• _Records supplied_:

________________

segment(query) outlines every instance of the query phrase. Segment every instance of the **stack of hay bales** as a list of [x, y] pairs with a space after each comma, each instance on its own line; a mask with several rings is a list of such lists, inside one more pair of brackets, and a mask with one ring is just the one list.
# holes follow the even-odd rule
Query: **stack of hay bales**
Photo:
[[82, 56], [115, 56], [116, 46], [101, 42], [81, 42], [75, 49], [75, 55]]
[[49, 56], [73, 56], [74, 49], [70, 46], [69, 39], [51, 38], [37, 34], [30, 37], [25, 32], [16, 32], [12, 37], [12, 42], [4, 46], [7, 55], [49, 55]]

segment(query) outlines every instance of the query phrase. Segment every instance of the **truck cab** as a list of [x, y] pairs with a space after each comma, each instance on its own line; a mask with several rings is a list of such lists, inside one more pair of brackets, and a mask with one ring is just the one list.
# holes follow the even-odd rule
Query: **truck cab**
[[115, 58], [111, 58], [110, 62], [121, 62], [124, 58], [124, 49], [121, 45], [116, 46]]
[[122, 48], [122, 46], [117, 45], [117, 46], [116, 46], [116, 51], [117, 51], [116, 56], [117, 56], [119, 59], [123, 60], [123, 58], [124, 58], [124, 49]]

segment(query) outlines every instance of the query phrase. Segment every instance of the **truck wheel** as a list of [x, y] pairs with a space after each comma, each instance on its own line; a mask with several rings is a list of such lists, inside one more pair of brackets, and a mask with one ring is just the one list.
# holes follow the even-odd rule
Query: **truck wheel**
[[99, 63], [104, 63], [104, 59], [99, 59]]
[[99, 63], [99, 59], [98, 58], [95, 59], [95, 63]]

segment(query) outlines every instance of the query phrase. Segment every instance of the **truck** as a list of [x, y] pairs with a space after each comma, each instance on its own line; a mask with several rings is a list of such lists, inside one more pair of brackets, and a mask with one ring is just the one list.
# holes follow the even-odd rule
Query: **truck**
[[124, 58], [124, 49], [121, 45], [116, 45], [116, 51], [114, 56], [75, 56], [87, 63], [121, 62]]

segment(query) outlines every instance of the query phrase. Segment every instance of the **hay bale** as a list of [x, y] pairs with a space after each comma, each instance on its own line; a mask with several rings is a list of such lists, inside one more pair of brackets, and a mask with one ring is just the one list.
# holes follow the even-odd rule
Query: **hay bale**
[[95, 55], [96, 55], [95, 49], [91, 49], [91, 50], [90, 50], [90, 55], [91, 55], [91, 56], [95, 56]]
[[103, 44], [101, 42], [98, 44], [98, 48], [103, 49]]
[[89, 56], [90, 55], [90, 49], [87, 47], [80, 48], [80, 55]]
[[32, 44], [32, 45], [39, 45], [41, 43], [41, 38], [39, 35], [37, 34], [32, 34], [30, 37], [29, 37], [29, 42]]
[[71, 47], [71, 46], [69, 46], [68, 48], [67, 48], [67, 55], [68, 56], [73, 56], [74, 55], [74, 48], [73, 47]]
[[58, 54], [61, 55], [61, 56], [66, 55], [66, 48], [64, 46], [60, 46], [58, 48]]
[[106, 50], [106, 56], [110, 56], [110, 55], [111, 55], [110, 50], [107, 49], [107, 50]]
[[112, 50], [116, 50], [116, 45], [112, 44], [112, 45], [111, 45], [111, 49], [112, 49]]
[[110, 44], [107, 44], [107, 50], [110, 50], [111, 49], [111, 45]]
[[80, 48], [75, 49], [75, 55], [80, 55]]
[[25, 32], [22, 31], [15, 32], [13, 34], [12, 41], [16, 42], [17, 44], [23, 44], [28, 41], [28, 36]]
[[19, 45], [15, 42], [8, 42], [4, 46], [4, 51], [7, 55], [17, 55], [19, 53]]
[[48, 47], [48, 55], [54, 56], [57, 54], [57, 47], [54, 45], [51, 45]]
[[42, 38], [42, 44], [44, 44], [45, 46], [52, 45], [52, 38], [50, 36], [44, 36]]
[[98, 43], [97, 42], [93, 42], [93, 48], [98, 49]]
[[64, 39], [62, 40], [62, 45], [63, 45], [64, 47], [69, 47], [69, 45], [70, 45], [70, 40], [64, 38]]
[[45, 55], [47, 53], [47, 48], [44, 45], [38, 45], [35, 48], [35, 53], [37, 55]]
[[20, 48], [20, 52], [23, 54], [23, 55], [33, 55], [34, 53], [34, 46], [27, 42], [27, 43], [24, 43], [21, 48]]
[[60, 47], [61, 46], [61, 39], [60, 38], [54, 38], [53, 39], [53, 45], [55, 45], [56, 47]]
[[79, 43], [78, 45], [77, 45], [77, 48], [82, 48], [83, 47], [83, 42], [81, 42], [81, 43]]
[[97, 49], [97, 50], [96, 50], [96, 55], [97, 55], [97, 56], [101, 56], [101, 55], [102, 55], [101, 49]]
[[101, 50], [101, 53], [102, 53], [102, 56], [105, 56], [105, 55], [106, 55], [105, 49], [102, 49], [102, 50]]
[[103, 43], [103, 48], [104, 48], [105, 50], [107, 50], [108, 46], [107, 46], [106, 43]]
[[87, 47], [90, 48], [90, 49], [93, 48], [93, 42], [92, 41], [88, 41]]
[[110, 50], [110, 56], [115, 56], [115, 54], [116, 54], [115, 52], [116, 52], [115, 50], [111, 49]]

________________

Output all the lines above. Keep each one exact.

segment(query) outlines every instance of the query phrase. Segment every instance of the **stack of hay bales** as a list of [x, y] pairs with a space after each comma, each instance on its own line; a mask with several rings is a list of such lists, inside one more pair of brackets, and a mask with one ring is just the one list.
# holes follow the even-odd rule
Query: **stack of hay bales**
Photo:
[[82, 56], [115, 56], [116, 46], [101, 42], [81, 42], [75, 49], [75, 55]]
[[49, 56], [73, 56], [74, 49], [70, 46], [69, 39], [51, 38], [37, 34], [30, 37], [25, 32], [16, 32], [12, 37], [12, 42], [4, 46], [7, 55], [49, 55]]

segment(query) outlines every instance of the query phrase. Segment every instance of the **truck cab** as a list of [x, y] pairs with a space after each comma, each instance on its own line; a mask with several rings is a list of such lists, inside one more pair of brackets, and a mask with one ring is just the one list.
# holes follow the even-odd rule
Query: **truck cab**
[[115, 58], [111, 58], [110, 62], [121, 62], [124, 58], [124, 49], [121, 45], [116, 46]]
[[122, 48], [122, 46], [117, 45], [117, 46], [116, 46], [116, 51], [117, 51], [116, 56], [117, 56], [119, 59], [123, 60], [123, 58], [124, 58], [124, 49]]

segment(query) outlines every instance of the query phrase. Segment every instance of the **truck wheel** as a list of [x, y] pairs with a space after each comma, each instance on its own line; a mask with several rings is a list of such lists, inside one more pair of brackets, and a mask with one ring is just the one list.
# holes follow the even-odd rule
Query: **truck wheel**
[[99, 63], [104, 63], [104, 59], [99, 59]]
[[99, 63], [99, 59], [98, 58], [95, 59], [95, 63]]

segment(query) outlines every instance of the query phrase. Segment every instance of the **truck** as a list of [x, y] pairs with a space after each comma, each instance on its own line; a mask with several rings is a list of such lists, inside one more pair of brackets, and a mask with one ring is just the one list.
# holes follow the even-odd rule
Query: **truck**
[[124, 58], [124, 49], [121, 45], [116, 45], [116, 51], [114, 56], [75, 56], [87, 63], [121, 62]]

segment(query) outlines every instance of the query phrase. Segment every instance of the **hay bale** as a list of [x, y] pairs with a space after each comma, each instance on its own line; a mask with several rings is a list of such lists, inside one more pair of brackets, and a mask with one ring is just the one list.
# holes follow the even-odd rule
Query: **hay bale**
[[95, 55], [96, 55], [95, 49], [91, 49], [91, 50], [90, 50], [90, 55], [91, 55], [91, 56], [95, 56]]
[[103, 44], [101, 42], [98, 44], [98, 48], [103, 49]]
[[89, 56], [90, 55], [90, 49], [87, 47], [80, 48], [80, 55]]
[[32, 44], [32, 45], [39, 45], [41, 43], [41, 38], [39, 35], [37, 34], [32, 34], [30, 37], [29, 37], [29, 42]]
[[71, 47], [71, 46], [69, 46], [68, 48], [67, 48], [67, 55], [68, 56], [73, 56], [74, 55], [74, 48], [73, 47]]
[[58, 54], [61, 55], [61, 56], [66, 55], [66, 48], [64, 46], [60, 46], [58, 48]]
[[106, 50], [106, 56], [110, 56], [110, 55], [111, 55], [110, 50], [107, 49], [107, 50]]
[[112, 50], [116, 50], [116, 45], [112, 44], [112, 45], [111, 45], [111, 49], [112, 49]]
[[110, 44], [107, 44], [107, 50], [110, 50], [111, 49], [111, 45]]
[[80, 48], [75, 49], [75, 55], [80, 55]]
[[25, 32], [22, 31], [15, 32], [13, 34], [12, 41], [16, 42], [17, 44], [23, 44], [28, 41], [28, 36]]
[[19, 45], [15, 42], [8, 42], [4, 46], [4, 51], [7, 55], [17, 55], [19, 53]]
[[48, 47], [48, 55], [54, 56], [57, 54], [57, 47], [54, 45], [51, 45]]
[[42, 38], [42, 44], [44, 44], [45, 46], [52, 45], [52, 38], [50, 36], [44, 36]]
[[98, 43], [97, 42], [93, 42], [93, 48], [98, 49]]
[[64, 39], [62, 40], [62, 45], [63, 45], [64, 47], [69, 47], [69, 45], [70, 45], [70, 40], [64, 38]]
[[45, 55], [47, 53], [47, 48], [44, 45], [38, 45], [35, 48], [35, 53], [37, 55]]
[[20, 48], [20, 52], [23, 54], [23, 55], [33, 55], [34, 53], [34, 46], [27, 42], [27, 43], [24, 43], [21, 48]]
[[60, 47], [61, 46], [61, 39], [60, 38], [54, 38], [53, 39], [53, 45], [55, 45], [56, 47]]
[[79, 43], [78, 45], [77, 45], [77, 48], [82, 48], [83, 47], [83, 42], [81, 42], [81, 43]]
[[97, 49], [97, 50], [96, 50], [96, 55], [97, 55], [97, 56], [101, 56], [101, 55], [102, 55], [101, 49]]
[[101, 50], [101, 53], [102, 53], [102, 56], [105, 56], [105, 55], [106, 55], [105, 49], [102, 49], [102, 50]]
[[103, 43], [103, 48], [104, 48], [105, 50], [107, 50], [108, 46], [107, 46], [106, 43]]
[[87, 47], [90, 48], [90, 49], [93, 48], [93, 42], [92, 41], [88, 41]]
[[110, 50], [110, 56], [115, 56], [115, 54], [116, 54], [115, 52], [116, 52], [115, 50], [111, 49]]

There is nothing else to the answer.